Rewrite the records from the first line through the line containing "pixel 126 453", requests included, and offset every coordinate in the answers by adding 143 to it.

________

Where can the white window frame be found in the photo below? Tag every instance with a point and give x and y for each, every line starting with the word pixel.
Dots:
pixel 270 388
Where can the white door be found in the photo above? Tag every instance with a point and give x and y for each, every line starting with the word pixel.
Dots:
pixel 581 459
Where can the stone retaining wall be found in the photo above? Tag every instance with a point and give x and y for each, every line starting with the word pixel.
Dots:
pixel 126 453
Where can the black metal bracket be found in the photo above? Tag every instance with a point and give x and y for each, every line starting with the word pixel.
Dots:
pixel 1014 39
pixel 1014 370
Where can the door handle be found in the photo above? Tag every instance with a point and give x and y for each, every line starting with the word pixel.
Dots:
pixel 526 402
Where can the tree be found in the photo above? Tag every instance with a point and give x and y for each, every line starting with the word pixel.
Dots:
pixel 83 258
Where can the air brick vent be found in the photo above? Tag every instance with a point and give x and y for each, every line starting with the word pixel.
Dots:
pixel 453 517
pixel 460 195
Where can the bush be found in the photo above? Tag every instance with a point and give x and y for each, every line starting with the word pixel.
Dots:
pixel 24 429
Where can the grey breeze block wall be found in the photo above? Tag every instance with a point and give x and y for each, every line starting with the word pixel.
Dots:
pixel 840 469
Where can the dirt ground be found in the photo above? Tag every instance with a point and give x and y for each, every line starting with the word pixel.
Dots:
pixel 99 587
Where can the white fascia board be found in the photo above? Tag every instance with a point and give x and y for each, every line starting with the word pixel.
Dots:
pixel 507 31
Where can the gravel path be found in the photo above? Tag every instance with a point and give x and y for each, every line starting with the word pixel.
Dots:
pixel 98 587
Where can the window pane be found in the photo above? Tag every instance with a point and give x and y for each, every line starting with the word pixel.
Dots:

________

## ANSWER TO THE PROBLEM
Where can the white window frame be found in the photo below? Tag every instance with a point and give x and y for each, every line starting with the word pixel.
Dots:
pixel 413 531
Where can the white door be found in the photo above? Tag every instance with a point and give x and y for each, every line starting with the word pixel.
Dots:
pixel 724 602
Where can the stone retaining wall be found in the photo above? Tag every instance with a point and give x and y for each, every line starting with the word pixel.
Dots:
pixel 269 596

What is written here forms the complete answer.